**GIVEN PASSAGE:**
--- START ---

|
By Luis Miranda Publisher, The Manhattan Times

My friend, and Mayor, Ed Koch.
For years, I had seen him on television.
I had seen him at various events, where I was one of many in attendance.
I knew his history, and then one day for an hour, I sat with him, Ed Koch, for an interview to become his Special Advisor for Hispanic Affairs. It was the beginning of his third term as mayor, after an election in which Hispanic voters had overwhelmingly cast their ballots for him, and he had pledged to focus on the needs of our community. From one moment to the next, I had gone from being an “activist” to a part of the Koch administration.
I hit the ground running.
Some Hispanic leaders, including the then-publisher of El Diario-La Prensa, criticized Koch daily. They believed that he did not do enough for the Hispanic community and that he was not acting on the recommendations made by his own Commission on Hispanic Affairs.
One day during breakfast, in which I wore the face of a man with the weight of the world on his shoulders, he looked over at me and offered this note of counsel: “Put all of your eagerness, care and intelligence in what you are doing, and forget about the critics.”

--- END ---

**ASSIGNED TASK A:**
Answer these questions using the piece on Ed Koch:
(i) For what position did the writer interview with Koch?
(ii) The then-publisher of which newspaper criticized Koch daily?
(iii) Which of Koch's terms as mayor was beginning when the writer joined his administration?
**ASSIGNED TASK B:** Please carry on the piece about Ed Koch from its last sentence.

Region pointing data
--- START ---

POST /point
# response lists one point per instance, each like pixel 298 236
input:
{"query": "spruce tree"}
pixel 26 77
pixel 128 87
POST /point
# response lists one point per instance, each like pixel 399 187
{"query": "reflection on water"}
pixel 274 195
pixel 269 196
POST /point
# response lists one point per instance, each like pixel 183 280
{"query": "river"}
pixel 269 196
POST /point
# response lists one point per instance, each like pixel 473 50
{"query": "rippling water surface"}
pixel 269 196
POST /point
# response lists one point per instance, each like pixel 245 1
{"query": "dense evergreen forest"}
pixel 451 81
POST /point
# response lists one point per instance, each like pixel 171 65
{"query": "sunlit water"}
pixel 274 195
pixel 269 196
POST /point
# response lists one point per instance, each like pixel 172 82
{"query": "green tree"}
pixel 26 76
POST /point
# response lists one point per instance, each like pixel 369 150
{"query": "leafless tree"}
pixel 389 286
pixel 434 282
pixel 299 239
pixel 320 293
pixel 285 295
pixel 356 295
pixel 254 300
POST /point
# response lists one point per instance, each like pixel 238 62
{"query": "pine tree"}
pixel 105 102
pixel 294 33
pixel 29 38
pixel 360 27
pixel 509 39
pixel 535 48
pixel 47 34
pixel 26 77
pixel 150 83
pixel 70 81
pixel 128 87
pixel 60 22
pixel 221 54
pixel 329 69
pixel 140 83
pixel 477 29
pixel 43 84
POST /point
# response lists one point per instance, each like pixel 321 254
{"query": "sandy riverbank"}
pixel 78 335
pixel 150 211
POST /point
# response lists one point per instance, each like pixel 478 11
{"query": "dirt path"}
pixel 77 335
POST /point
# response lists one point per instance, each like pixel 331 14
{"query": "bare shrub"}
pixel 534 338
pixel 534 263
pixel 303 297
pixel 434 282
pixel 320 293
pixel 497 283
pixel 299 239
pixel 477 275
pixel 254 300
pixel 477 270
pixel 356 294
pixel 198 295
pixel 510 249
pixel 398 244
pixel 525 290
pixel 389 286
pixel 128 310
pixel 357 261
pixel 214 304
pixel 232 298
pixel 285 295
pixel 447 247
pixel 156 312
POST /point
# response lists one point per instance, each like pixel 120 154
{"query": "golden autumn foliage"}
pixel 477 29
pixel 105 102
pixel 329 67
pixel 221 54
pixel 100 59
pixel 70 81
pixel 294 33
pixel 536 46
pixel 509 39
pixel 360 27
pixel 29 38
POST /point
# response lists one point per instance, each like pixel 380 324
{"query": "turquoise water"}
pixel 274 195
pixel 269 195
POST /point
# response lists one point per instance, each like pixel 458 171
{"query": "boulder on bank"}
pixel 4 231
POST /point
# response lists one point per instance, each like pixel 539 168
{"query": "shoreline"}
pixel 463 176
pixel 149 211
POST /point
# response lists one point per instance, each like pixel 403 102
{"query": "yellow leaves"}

--- END ---

**FINAL ANSWER A:**
(i) Special Advisor for Hispanic Affairs
(ii) El Diario-La Prensa
(iii) His third term

**FINAL ANSWER B:**
From that day on, my attitude changed. I decided that it was more important to do what was right than to act to please the critics.
The circumstances of our work brought us closer. I toiled day and night, traveled everywhere with him to public functions, and represented him in every corner of the city, speaking on his policies and of his commitment.
His personality, too, drew me in. I greatly enjoyed our meals during visits to Gracie Mansion, and the many lunches we had at El Castillo de Jagua en Loisaida.
Little by little, Ed Koch became my friend, and I his. I delighted in hearing his stories, and he was always entertained by my own tales of my family.
I traveled with him to Central America during civil wars, and met with Latin American leaders each time any one of them visited the Big Apple. In fact, with the then-mayor of Bogota, Andres Pastrana, we organized the first international mayors’ conference on drugs. I became engaged in Koch’s campaign to abate crime in the city, and also in his rehabilitation of hundreds of thousands of units of affordable housing. I helped in identifying the sites on which half-a-dozen schools would be assigned in northern Manhattan. And under his direction, in 1986, I aided in organizing information that was disseminated to thousands of undocumented immigrants in their pursuit of amnesty.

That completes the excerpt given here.